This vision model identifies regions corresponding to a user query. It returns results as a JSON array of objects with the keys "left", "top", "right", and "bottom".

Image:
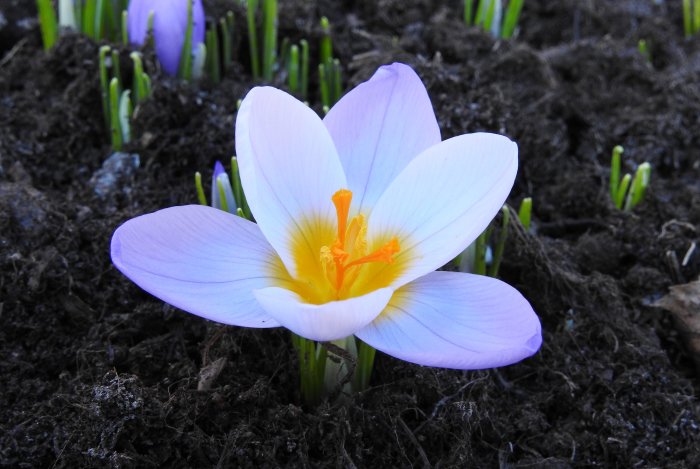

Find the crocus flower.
[
  {"left": 111, "top": 63, "right": 541, "bottom": 369},
  {"left": 127, "top": 0, "right": 205, "bottom": 75}
]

◆ **Task**
Count the lines in the records that contain the word "bottom" and give only that number. Case counts.

◆ **Solution for this task**
3